=== Goal ===
Can you give every line of the listing below as a JSON list of strings, one string per line, with blank lines and the pictures left out?

=== Material shown ===
-- start --

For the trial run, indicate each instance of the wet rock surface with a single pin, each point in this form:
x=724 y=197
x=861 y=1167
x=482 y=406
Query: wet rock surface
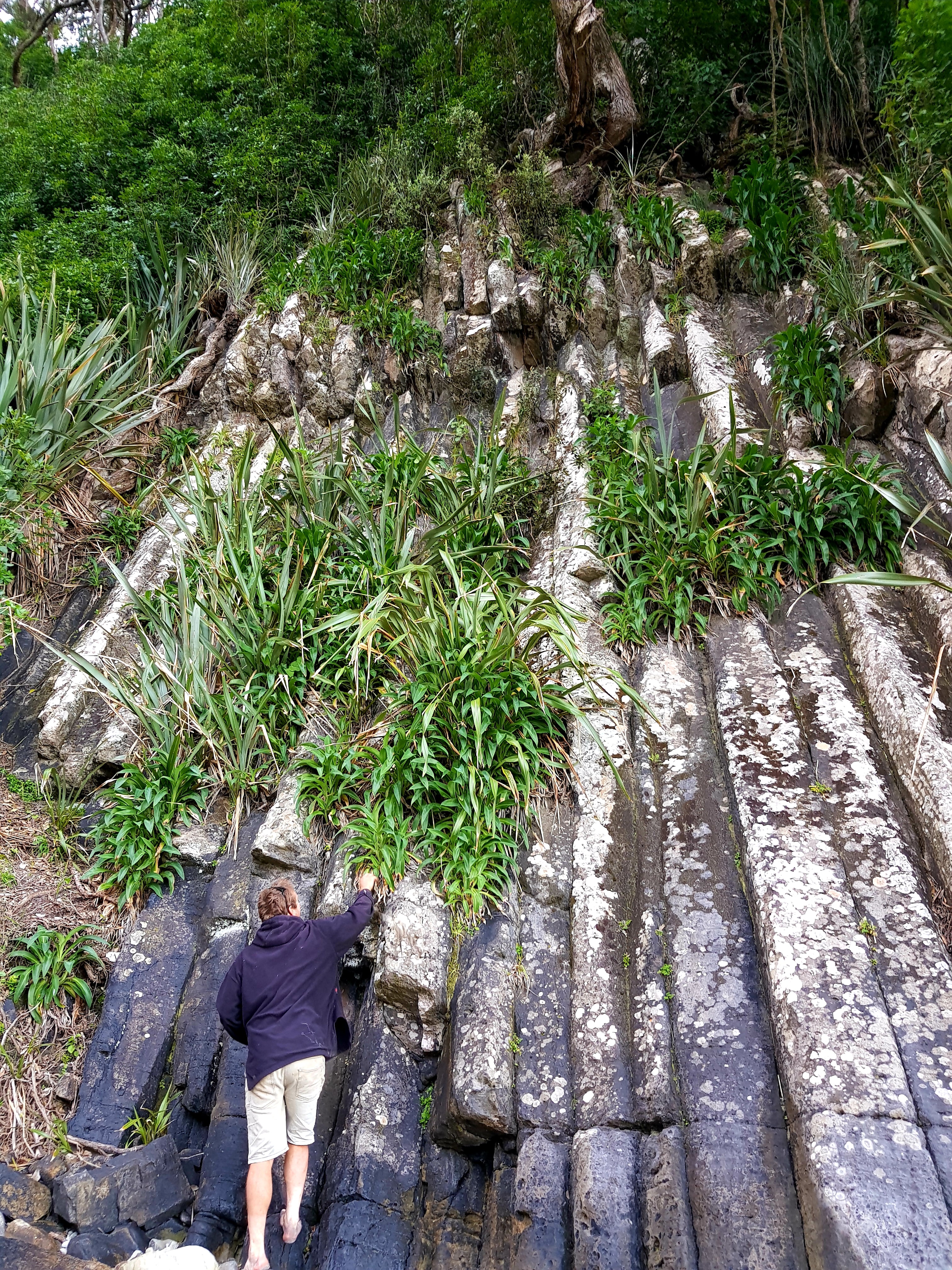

-- end --

=== Task answer ===
[
  "For the trial run, indicate each instance of the wet rock surface with a single pin, each point in this form:",
  "x=724 y=197",
  "x=861 y=1167",
  "x=482 y=406",
  "Query: wet rock surface"
]